Questions:
1: In the extract() reference page, what is the default value of the iterations argument?
2: List every component of the named list that the extract() reference page says the function returns.
3: Reproduce the part of the extract() reference page between "max_categories: Integer. Maximum" and "to save results.", inclusive.

Passage shown:
"""

Extract categories from text, images, or PDFs using LLMs

Wraps the Python cat_stack.extract() function. Discovers and returns a normalised, deduplicated set of categories found in the input data.

Usage

extract(
  input_data,
  api_key,
  input_type = "text",
  description = "",
  max_categories = 12L,
  categories_per_chunk = 10L,
  divisions = 12L,
  user_model = "gpt-4o",
  creativity = NULL,
  specificity = "broad",
  research_question = NULL,
  mode = "text",
  filename = NULL,
  model_source = "auto",
  iterations = 8L,
  random_state = NULL,
  focus = NULL,
  chunk_delay = 0,
  auto_start_ollama = TRUE
)

Arguments

input_data: A character vector, list, or data.frame column. For images/PDFs, a directory path or character vector of file paths.
api_key: Character. API key for the model provider.
input_type: Character. Type of input: "text" (default), "image", or "pdf".
description: Character. The survey question or data description. Default "".
max_categories: Integer. Maximum number of final categories to return. Default 12L.
categories_per_chunk: Integer. Categories to extract per data chunk. Default 10L.
divisions: Integer. Number of chunks to divide the data into. Default 12L.
user_model: Character. Model name. Default "gpt-4o".
creativity: Numeric or NULL. Temperature setting. NULL uses the provider default. Default NULL.
specificity: Character. Category granularity: "broad" (default) or "specific".
research_question: Character or NULL. Optional research context.
mode: Character. Processing mode. For PDFs: "text" (default), "image", or "both". For images: "image" (default) or "both".
filename: Character or NULL. Optional CSV filename to save results.
model_source: Character. Provider hint: "auto", "openai", "anthropic", "google", etc. Default "auto".
iterations: Integer. Number of passes over the data. Default 8L.
random_state: Integer or NULL. Random seed for reproducibility.
focus: Character or NULL. Optional focus for extraction (e.g., "decisions to move").
chunk_delay: Numeric. Seconds between API calls (rate limiting). Default 0.0.
auto_start_ollama: Logical. If TRUE (default), automatically call ensure_ollama_running() when model_source = "ollama". Set FALSE to skip the check (e.g. on CI).

Value

A named list with:

counts_df: A data.frame of discovered categories with counts.
top_categories: A character vector of the top category names.
raw_top_text: The raw model output from the final merge step.

Examples

if (FALSE) { # \dontrun{
result <- extract(
  input_data  = df$responses,
  description = "Why did you move to this city?",
  api_key     = Sys.getenv("OPENAI_API_KEY")
)
print(result$top_categories)
print(result$counts_df)
} # }

"""

Given data:
"""

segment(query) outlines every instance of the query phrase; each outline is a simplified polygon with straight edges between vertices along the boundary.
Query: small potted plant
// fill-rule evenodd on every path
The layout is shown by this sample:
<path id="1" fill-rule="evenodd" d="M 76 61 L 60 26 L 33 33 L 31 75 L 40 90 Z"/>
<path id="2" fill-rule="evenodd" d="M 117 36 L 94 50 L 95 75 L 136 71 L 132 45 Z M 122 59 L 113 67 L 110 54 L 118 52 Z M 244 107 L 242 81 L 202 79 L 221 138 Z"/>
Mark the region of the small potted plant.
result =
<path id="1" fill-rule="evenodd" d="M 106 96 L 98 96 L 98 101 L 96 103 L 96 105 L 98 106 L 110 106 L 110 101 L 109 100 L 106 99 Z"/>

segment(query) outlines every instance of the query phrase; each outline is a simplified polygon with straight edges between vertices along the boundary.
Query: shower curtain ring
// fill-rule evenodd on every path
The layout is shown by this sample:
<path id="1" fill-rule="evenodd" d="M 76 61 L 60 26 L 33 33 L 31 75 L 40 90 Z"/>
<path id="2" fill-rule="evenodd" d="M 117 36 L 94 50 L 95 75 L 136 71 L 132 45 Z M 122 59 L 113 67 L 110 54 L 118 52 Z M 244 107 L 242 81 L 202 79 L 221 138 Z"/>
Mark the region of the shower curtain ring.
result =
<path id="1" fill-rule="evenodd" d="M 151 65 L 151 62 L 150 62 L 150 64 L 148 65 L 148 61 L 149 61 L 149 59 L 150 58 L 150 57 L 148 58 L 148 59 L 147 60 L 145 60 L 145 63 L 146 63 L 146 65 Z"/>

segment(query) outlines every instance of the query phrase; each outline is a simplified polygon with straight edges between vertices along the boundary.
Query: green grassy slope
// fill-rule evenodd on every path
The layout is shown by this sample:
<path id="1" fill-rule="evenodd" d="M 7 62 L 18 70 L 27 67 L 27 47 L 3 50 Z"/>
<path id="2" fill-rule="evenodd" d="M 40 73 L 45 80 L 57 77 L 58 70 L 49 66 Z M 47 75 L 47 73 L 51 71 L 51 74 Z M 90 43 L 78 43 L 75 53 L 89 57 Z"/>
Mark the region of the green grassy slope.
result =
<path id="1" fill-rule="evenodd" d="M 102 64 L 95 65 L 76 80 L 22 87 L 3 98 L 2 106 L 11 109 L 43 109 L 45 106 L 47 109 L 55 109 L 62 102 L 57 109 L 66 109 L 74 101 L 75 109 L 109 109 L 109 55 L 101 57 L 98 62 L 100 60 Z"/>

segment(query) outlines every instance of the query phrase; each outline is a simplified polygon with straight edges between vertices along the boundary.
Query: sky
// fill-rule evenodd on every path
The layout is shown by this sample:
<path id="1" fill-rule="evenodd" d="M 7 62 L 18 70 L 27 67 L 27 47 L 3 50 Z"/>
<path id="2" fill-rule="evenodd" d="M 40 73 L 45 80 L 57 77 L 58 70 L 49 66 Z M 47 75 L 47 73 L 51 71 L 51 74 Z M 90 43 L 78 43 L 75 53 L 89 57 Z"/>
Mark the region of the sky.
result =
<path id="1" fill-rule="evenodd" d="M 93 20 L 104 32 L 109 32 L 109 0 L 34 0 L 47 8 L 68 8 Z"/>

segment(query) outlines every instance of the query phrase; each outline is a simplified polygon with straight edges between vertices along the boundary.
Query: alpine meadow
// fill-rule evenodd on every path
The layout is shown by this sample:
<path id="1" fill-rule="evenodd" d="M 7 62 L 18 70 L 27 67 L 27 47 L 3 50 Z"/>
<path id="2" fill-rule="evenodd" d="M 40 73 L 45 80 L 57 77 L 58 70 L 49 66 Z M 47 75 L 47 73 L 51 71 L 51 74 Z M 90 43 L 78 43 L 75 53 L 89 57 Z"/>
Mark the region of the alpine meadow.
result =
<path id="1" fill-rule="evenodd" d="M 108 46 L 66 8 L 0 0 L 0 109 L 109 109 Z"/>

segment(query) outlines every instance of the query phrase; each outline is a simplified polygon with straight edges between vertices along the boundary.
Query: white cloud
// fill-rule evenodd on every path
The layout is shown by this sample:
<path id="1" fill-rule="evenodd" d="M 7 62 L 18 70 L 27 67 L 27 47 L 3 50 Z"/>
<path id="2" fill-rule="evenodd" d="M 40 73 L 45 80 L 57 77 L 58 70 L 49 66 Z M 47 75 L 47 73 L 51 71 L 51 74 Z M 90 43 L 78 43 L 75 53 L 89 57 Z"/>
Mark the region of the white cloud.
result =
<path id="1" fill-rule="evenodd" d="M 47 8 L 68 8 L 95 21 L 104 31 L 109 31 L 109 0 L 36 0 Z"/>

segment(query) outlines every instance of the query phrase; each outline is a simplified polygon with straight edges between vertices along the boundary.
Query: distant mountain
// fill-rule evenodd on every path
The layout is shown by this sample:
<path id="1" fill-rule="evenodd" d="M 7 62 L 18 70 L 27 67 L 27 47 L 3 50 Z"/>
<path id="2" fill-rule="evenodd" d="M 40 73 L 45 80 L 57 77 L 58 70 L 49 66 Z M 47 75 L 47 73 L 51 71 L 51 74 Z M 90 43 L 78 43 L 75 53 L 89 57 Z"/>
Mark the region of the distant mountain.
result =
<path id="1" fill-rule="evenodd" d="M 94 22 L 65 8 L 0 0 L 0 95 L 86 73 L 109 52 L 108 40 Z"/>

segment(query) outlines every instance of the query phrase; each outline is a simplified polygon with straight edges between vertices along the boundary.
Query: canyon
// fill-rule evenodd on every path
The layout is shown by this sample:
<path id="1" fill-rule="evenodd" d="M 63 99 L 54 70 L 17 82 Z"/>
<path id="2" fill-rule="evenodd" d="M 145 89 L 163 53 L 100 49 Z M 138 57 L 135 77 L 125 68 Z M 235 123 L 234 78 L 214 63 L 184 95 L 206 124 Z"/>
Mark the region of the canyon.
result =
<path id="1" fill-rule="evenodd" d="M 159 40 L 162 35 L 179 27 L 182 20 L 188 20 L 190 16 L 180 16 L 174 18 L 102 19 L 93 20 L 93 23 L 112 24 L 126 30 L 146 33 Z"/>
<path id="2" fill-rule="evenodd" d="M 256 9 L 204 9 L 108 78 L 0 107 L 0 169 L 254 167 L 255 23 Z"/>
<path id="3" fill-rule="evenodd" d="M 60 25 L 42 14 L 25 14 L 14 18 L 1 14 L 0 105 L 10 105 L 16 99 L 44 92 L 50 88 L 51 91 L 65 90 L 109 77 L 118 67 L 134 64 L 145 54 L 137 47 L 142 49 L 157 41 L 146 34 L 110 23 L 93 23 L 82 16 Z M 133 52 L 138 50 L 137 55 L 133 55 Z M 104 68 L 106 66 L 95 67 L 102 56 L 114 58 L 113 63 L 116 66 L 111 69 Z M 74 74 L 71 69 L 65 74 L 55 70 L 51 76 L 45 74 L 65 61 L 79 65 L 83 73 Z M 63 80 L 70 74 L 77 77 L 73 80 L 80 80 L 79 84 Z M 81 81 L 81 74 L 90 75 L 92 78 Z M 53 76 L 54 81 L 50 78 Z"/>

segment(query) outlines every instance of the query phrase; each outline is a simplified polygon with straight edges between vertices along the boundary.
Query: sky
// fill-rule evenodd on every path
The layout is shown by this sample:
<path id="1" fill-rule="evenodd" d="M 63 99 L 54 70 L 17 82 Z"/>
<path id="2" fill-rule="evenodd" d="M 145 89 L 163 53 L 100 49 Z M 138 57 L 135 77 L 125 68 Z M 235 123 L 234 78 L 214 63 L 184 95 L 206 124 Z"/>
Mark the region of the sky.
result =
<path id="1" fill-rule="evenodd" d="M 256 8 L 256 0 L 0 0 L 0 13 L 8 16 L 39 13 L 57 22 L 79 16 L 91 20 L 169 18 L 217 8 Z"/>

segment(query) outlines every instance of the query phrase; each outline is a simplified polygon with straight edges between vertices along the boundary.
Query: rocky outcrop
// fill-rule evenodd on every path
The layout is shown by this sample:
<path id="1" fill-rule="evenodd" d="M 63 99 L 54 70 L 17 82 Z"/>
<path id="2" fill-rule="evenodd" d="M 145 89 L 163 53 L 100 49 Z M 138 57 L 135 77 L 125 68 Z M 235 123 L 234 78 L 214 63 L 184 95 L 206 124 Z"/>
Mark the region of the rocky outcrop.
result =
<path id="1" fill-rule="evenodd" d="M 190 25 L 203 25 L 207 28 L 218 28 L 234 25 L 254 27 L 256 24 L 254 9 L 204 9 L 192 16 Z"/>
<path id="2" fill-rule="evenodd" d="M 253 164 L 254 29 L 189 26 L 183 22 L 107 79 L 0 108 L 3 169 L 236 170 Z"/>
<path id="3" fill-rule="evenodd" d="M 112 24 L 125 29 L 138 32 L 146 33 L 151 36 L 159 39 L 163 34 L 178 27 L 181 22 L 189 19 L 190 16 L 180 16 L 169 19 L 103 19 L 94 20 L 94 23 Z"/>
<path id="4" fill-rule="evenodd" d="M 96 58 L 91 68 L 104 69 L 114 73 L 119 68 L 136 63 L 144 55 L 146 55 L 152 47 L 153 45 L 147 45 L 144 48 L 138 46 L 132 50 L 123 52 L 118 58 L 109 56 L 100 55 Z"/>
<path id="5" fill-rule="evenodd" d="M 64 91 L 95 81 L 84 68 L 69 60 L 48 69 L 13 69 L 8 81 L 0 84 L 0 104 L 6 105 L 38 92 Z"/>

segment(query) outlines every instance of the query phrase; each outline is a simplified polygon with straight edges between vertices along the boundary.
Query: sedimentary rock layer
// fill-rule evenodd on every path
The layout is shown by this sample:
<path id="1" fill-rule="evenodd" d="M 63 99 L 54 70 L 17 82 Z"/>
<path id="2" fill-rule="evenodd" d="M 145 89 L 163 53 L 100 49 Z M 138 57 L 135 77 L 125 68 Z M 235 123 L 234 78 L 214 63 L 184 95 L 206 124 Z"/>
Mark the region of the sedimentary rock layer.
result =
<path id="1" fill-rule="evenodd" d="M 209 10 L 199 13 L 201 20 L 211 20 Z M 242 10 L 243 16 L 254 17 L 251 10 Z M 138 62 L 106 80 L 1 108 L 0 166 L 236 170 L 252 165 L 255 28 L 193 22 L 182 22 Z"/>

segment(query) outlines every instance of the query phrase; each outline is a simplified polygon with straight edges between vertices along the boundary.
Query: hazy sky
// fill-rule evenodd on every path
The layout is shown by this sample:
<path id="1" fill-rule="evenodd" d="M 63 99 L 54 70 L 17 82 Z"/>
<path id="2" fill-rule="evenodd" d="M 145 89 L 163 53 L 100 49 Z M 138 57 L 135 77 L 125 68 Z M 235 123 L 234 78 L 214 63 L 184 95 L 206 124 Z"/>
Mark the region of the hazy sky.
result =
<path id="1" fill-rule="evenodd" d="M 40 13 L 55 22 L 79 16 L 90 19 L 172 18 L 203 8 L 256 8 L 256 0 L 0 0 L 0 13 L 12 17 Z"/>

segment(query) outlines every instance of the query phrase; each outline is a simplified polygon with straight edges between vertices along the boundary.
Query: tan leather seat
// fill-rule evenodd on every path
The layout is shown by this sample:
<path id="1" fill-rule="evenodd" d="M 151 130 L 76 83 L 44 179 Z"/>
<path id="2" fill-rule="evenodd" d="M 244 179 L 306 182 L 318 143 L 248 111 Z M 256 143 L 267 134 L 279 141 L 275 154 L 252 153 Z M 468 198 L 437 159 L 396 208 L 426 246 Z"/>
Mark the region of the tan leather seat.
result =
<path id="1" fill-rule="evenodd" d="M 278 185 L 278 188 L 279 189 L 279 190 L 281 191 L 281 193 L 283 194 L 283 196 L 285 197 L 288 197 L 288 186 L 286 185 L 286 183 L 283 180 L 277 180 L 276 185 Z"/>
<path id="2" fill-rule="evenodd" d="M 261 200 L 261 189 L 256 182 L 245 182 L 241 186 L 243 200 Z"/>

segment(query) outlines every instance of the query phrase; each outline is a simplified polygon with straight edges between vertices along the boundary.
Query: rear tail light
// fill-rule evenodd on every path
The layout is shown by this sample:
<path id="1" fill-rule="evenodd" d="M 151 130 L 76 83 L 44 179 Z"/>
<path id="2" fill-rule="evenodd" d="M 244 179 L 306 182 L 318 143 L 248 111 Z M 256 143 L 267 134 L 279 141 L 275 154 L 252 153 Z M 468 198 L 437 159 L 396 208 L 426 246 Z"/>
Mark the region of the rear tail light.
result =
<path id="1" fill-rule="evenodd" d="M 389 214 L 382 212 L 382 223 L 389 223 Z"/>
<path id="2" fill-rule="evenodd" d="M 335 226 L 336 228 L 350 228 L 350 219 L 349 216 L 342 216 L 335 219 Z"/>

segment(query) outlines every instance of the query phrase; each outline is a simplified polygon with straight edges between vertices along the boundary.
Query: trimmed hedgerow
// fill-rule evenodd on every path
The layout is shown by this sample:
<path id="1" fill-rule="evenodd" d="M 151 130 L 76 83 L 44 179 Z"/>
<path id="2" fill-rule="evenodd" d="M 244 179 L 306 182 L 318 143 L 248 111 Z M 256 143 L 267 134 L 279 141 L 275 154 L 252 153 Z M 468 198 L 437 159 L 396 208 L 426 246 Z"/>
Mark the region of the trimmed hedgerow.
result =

"""

Per-task outputs:
1: 8L

2: counts_df, top_categories, raw_top_text

3:
max_categories: Integer. Maximum number of final categories to return. Default 12L.
categories_per_chunk: Integer. Categories to extract per data chunk. Default 10L.
divisions: Integer. Number of chunks to divide the data into. Default 12L.
user_model: Character. Model name. Default "gpt-4o".
creativity: Numeric or NULL. Temperature setting. NULL uses the provider default. Default NULL.
specificity: Character. Category granularity: "broad" (default) or "specific".
research_question: Character or NULL. Optional research context.
mode: Character. Processing mode. For PDFs: "text" (default), "image", or "both". For images: "image" (default) or "both".
filename: Character or NULL. Optional CSV filename to save results.